_OBJECTIVE_
Reproduce the following lines verbatim, omitting the picture from your answer.

_RECORDS TO USE_
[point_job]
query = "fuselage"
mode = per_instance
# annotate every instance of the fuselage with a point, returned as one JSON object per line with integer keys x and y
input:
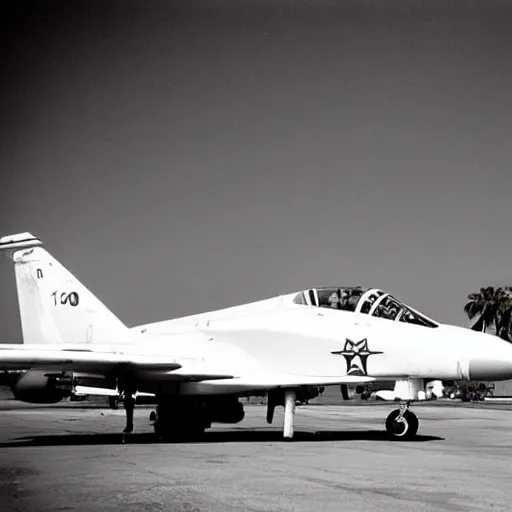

_WRITTEN REPLY_
[point_job]
query = "fuselage"
mode = per_instance
# annotate every instance of the fuselage with a point, returned as one JSON object per line with integer keys x and y
input:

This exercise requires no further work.